Questions on the material:
A: Decide whether each statement below agrees with the text on acute medical care, and support each yes or no with the deciding words of the text, quoted exactly. (i) Treatment provided in an emergency room counts as acute care. (ii) Regular blood pressure check-ups for a person with hypertension are acute medical care. (iii) A prolonged hospital stay for the treatment of extensive burns falls outside acute medical care.
B: Write out the stretch of the text on acute medical care from "What Is Acute" through "that is required.", reproducing it word for word.
C: Continue the text on acute medical care from the point at which it stops.
*** Opening of Exercise text ***
What Is Acute Medical Care?

Acute medical care in medical community language is used to differentiate from chronic medical care. Acute typically means of short duration, although "short" by a layman's standards and "short" by medical standards may stand worlds apart.
  1. Definition

    • Acute medical care is synonymous with short-term medical care. Generally, this is a condition or treatment that will have a short course and then be healed, managed or completed.

    Examples

    • Treatment at a hospital is acute care, as is the treatment provided in a emergency room. Treatment in the emergency room can also be urgent care, depending on the reason for the visit; if the condition for which you are being seen is potentially life-threatening, it would be considered both acute and urgent care that is required.

      Acute medical care may be provided for conditions ranging from influenza to a hip fracture to surgical removal of an organ. Acute medical care may also be provided for an exacerbation of a chronic illness or condition, such as pneumonia in a person with chronic obstructive lung disease (COPD).

    Function

    • The function of acute medical care is to treat the presenting condition or illness and return the person to his state of health prior to the episode.

    Types

    • Physician's office: When you make an appointment to see your physician for symptoms you may be having such as a rash, fever, nausea, vomiting or shortness of breath, the treatment the physician provides is considered to be acute medical care.

      Not all the conditions or problems for which you see a physician are for acute (short-term) issues. Having regular blood pressure check-ups when you have hypertension is treatment for a chronic condition.

      Hospitals: Many of the services provided by the hospital are considered to be acute medical care. Even a prolonged stay in the hospital for a psychiatric illness or treatment of extensive burns would be considered acute medical care. Surgery falls under the description of acute medical care, as do departments such as orthopedics.
*** Close of Exercise text ***
*** Opening of Records shown ***
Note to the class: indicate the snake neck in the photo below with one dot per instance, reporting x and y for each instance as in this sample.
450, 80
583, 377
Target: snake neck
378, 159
*** Close of Records shown ***
Answers provided:
A:
(i) Yes: "Treatment at a hospital is acute care, as is the treatment provided in a emergency room."
(ii) No: "Having regular blood pressure check-ups when you have hypertension is treatment for a chronic condition."
(iii) No: "Even a prolonged stay in the hospital for a psychiatric illness or treatment of extensive burns would be considered acute medical care."

B:
What Is Acute Medical Care?

Acute medical care in medical community language is used to differentiate from chronic medical care. Acute typically means of short duration, although "short" by a layman's standards and "short" by medical standards may stand worlds apart.
  1. Definition

    • Acute medical care is synonymous with short-term medical care. Generally, this is a condition or treatment that will have a short course and then be healed, managed or completed.

    Examples

    • Treatment at a hospital is acute care, as is the treatment provided in a emergency room. Treatment in the emergency room can also be urgent care, depending on the reason for the visit; if the condition for which you are being seen is potentially life-threatening, it would be considered both acute and urgent care that is required.

C:
      Units such as a kidney dialysis unit, where patients come many times weekly to receive their dialysis treatment also fall under the heading of acute medical care, even though that care is given on a repeating basis for a long period of time.

      Urgent care facilities: These types of facilities are set-up and equipped to deal with only acute medical care.

      Long-term care facilities: Although at first it may seem that long-term care facilities such as nursing homes and rehabilitation units would not fall under the heading of providing acute medical care, many such facilities do provide such care. People who have sustained multiple injuries or extensive trauma or have suffered a stroke often need longer term treatment for their conditions. This treatment may include physical, occupational or speech therapies so they can return to their independent daily lives.

    Misconceptions

    • Acute, meaning short-term, is a relative concept. To some, short term might indicate medical care that is done in the span of time in a physician's office visit. To others, short term might indicate a hospital stay of a few days. Acute medical care, as the term is used in the medical community, has been defined by medical standards.